Thursday, July 02, 2009

What gene studies reveal about the diversity and resilience of mind, and the limitations of psychiatric disease classification

This research further confirms results first published in Science three months ago. The continued blurring of the diagnostic boundaries between manic-depression and schizophrenia is significant, as is the relationship to control of the immune system. It has always been interesting to contemplate similarities between the immune and nervous systems …

BBC NEWS | Health | Gene clues to schizophrenia risk

Scientists have identified thousands of tiny genetic variations which together could account for more than a third of the inherited risk of schizophrenia…

… The findings came from work by three separate teams, who analysed DNA from thousands of people.

The studies - the biggest ever into the genetics of schizophrenia - appear in the journal Nature.

The findings suggest that schizophrenia is much more complex than previously thought, and can arise not only from rare genetic variants, but common ones as well…

… The researchers say that individually many of the genetic variations they have identified play only a tiny role in raising the risk of passing schizophrenia down the generations … "Cumulatively, they play a major role, accounting for at least one-third - and probably much more - of disease risk."

All three studies highlight genes found on Chromosome 6 in area known as the Major Histocompatibility Complex, which plays a role in the immune system, and in controlling when other genes are switched on and off.

The researchers believe this might help explain why environmental factors also seem to affect risk for schizophrenia…. For example, there is evidence that children whose mothers contract flu while pregnant have a higher risk.

In total the researchers identified 30,000 tiny genetic variants more common in people with schizophrenia.

> _PROVIDED RECORDS_:
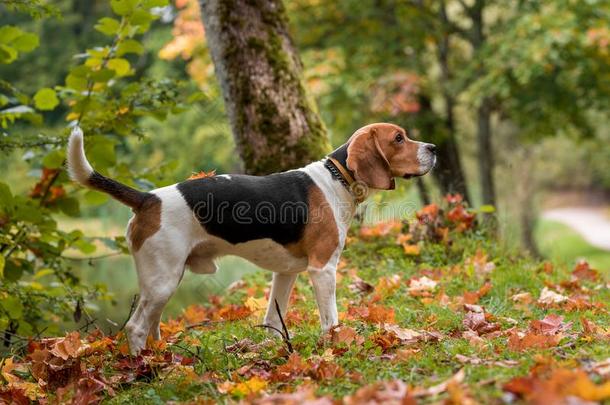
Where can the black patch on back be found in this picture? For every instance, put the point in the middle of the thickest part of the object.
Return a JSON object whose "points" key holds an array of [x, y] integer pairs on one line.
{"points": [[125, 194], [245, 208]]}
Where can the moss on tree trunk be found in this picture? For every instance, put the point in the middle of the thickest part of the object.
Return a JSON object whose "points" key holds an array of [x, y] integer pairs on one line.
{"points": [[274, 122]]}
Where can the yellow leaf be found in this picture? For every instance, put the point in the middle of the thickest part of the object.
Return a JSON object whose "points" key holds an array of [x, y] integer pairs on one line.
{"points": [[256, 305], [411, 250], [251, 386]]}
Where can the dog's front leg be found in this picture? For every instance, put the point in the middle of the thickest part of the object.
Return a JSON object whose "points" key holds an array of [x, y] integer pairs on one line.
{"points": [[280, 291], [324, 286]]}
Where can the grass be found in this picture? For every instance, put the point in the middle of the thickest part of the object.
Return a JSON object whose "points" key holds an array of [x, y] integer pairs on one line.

> _TASKS TO PERFORM_:
A - From the post on schizophrenia genetics, retype the part that opens with the words containing "The researchers believe" and closes with "a higher risk.".
B - Name every journal or news outlet mentioned in the post on schizophrenia genetics.

> _RESULTS OF THE EXERCISE_:
A -
The researchers believe this might help explain why environmental factors also seem to affect risk for schizophrenia…. For example, there is evidence that children whose mothers contract flu while pregnant have a higher risk.

B -
Science
BBC NEWS
Nature